■ **Aim of the task**
Update the records from the start through the line that contains "73,85,141,149" by changing "target class" to "object category", and give those lines back with nothing else altered.

■ **Dataset extract**
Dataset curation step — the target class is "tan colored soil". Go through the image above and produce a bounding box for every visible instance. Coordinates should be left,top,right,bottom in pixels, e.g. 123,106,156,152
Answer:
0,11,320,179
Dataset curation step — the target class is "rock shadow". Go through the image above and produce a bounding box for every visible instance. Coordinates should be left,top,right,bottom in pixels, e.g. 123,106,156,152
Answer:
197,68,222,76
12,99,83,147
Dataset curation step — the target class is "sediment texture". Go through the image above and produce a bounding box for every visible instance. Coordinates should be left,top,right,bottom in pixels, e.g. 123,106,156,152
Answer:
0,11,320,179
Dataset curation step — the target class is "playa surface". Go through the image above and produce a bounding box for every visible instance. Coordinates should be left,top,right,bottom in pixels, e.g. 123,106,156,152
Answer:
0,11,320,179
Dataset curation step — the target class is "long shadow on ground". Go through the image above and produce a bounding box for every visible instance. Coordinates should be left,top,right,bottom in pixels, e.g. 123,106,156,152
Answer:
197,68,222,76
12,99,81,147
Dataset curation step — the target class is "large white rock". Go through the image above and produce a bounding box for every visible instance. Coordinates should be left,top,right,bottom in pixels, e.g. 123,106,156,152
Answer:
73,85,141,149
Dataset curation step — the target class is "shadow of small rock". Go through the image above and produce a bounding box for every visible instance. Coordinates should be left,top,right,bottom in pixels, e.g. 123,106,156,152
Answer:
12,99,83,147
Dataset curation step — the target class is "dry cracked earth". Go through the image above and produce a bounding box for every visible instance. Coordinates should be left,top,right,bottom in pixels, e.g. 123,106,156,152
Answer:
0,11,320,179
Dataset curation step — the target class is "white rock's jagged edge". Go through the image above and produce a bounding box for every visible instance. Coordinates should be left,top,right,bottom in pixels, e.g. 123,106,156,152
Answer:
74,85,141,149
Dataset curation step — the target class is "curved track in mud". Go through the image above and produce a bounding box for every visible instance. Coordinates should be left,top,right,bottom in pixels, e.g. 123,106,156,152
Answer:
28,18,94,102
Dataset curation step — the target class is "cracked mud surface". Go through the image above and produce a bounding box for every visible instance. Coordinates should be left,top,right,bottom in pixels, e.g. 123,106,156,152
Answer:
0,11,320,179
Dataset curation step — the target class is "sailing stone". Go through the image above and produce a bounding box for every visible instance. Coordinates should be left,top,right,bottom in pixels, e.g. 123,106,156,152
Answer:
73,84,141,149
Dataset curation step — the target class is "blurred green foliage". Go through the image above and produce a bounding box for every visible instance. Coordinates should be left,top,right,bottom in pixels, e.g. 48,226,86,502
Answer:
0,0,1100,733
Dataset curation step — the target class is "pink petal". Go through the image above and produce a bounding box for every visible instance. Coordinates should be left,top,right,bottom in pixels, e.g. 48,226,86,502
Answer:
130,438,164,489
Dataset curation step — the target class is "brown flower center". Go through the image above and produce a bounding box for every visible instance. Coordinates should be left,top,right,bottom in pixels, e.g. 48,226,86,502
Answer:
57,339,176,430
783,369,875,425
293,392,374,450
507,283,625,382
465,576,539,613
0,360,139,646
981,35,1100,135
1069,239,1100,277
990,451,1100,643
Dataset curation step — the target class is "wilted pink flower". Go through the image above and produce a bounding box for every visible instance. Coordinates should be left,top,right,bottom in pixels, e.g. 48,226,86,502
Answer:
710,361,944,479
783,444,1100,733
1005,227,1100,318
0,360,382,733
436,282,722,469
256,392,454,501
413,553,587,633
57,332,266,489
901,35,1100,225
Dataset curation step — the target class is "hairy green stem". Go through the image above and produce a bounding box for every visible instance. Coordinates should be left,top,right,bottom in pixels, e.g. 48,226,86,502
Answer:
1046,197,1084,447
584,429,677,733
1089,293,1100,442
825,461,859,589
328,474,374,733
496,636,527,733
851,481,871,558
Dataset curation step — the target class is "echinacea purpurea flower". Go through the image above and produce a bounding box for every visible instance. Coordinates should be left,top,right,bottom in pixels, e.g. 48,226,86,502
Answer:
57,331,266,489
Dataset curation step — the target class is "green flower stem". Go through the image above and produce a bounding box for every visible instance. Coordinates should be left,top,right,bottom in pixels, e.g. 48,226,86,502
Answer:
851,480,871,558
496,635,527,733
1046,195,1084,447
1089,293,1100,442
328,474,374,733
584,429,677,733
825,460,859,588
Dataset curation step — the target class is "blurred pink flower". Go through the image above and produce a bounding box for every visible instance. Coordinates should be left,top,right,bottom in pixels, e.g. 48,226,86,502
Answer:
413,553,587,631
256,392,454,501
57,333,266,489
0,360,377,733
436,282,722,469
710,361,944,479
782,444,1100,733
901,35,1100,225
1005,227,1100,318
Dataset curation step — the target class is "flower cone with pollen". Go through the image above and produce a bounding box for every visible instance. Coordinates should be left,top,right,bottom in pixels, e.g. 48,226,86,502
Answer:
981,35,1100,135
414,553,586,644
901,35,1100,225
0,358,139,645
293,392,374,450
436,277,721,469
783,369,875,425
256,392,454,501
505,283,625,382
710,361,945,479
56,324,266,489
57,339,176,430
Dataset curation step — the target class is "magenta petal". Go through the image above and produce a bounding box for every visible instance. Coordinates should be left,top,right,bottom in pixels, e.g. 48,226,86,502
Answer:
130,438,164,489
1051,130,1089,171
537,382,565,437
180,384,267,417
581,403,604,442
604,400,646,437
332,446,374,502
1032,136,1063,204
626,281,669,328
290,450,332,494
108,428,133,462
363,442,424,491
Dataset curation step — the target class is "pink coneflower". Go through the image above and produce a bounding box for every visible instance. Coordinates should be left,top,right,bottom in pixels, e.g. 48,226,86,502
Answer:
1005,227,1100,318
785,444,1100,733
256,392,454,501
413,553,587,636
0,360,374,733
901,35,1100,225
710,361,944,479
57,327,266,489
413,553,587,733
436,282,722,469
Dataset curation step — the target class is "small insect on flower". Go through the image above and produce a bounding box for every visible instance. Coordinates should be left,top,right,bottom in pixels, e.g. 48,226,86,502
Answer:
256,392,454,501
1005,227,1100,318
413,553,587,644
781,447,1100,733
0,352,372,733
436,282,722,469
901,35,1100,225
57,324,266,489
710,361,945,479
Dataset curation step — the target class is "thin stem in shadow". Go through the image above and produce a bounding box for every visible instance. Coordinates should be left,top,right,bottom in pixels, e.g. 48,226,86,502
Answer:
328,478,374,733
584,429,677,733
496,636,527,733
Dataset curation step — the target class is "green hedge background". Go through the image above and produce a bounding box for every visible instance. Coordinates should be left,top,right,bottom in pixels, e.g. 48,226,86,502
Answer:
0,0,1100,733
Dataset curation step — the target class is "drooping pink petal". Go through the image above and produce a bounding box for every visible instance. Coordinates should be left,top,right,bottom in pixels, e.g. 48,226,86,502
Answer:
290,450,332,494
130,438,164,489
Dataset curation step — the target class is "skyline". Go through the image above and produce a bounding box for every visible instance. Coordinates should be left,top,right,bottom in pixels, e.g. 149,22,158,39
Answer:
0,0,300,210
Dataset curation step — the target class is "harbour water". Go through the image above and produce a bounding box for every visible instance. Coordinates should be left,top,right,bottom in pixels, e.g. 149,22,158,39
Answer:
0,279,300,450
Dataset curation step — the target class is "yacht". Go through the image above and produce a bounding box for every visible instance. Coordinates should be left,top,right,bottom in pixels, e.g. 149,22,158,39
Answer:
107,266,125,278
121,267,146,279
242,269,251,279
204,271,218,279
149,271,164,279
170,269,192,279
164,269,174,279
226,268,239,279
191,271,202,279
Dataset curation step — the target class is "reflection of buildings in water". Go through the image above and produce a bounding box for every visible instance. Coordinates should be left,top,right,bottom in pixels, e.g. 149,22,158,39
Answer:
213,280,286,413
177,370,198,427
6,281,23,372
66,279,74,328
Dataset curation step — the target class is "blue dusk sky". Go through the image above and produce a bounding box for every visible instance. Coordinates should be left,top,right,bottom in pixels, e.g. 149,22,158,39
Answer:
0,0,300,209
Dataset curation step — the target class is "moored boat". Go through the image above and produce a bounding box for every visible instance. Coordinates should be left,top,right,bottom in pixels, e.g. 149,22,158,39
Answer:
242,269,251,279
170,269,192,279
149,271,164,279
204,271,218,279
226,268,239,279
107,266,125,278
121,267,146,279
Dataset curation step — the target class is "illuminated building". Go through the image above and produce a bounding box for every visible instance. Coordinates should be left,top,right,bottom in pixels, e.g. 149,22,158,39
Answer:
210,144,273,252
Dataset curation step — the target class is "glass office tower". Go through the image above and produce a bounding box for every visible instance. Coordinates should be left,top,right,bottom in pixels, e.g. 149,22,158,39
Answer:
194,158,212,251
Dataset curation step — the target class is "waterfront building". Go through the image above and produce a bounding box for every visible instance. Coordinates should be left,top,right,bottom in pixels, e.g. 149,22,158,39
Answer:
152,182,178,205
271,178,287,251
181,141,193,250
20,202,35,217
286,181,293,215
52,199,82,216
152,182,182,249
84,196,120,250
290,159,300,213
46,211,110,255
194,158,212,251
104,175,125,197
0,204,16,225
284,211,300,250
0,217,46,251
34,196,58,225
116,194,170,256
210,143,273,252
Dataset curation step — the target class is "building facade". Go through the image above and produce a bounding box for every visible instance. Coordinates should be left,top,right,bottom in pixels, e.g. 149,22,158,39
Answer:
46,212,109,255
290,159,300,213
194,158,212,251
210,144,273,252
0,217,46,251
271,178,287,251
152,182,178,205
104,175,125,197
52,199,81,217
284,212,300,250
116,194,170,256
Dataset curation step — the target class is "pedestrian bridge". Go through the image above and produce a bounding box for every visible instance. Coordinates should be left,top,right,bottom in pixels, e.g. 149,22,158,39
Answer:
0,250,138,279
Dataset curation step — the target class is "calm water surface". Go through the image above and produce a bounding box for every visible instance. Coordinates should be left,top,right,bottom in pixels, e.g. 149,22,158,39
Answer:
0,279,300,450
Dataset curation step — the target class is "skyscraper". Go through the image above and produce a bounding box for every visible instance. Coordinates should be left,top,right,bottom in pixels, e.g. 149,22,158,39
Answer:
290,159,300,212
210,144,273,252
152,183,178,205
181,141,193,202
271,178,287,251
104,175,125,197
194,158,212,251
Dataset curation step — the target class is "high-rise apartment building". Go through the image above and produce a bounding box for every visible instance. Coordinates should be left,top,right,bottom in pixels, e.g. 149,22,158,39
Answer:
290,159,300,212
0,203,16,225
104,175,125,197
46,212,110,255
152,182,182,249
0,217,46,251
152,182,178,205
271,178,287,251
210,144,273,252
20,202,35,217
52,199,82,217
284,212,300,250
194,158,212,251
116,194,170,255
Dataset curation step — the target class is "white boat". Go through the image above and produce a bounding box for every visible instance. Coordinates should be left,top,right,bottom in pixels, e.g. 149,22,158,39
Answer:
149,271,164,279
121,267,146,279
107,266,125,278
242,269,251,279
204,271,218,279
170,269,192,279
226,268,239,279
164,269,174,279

■ **Expected output**
Dataset curation step — the object category is "tan colored soil". Go through the image above and produce a bounding box for every visible instance. Coordinates should be left,top,right,bottom in pixels, e.g. 123,106,156,152
Answer:
0,11,320,179
Dataset curation step — the object category is "rock shadow". Go through the image above and produce a bounding box for every visible instance. Coordinates should be left,top,right,bottom in pixels, e.g. 123,106,156,152
Answer:
197,68,222,76
12,99,83,147
Dataset curation step — the object category is "sediment texture". Go through the image above and produce a bounding box for every visible instance. Coordinates should be left,top,right,bottom in pixels, e.g. 123,106,156,152
Answer:
0,11,320,179
Dataset curation step — the object category is "playa surface". Go through the image above and produce a bounding box for every visible instance. Coordinates should be left,top,right,bottom in pixels, e.g. 123,106,156,152
Answer:
0,11,320,179
Dataset curation step — the object category is "long shadow on ground". Go through the image above and produce a bounding box for every visible instance. Coordinates should be left,top,right,bottom in pixels, e.g. 123,106,156,152
Answer:
197,68,222,76
12,99,81,147
Dataset curation step — the object category is "large white rock". Go through the image above and produce a bounding box for every visible instance. Coordinates should be left,top,right,bottom in pixels, e.g. 123,106,156,152
Answer:
73,85,141,149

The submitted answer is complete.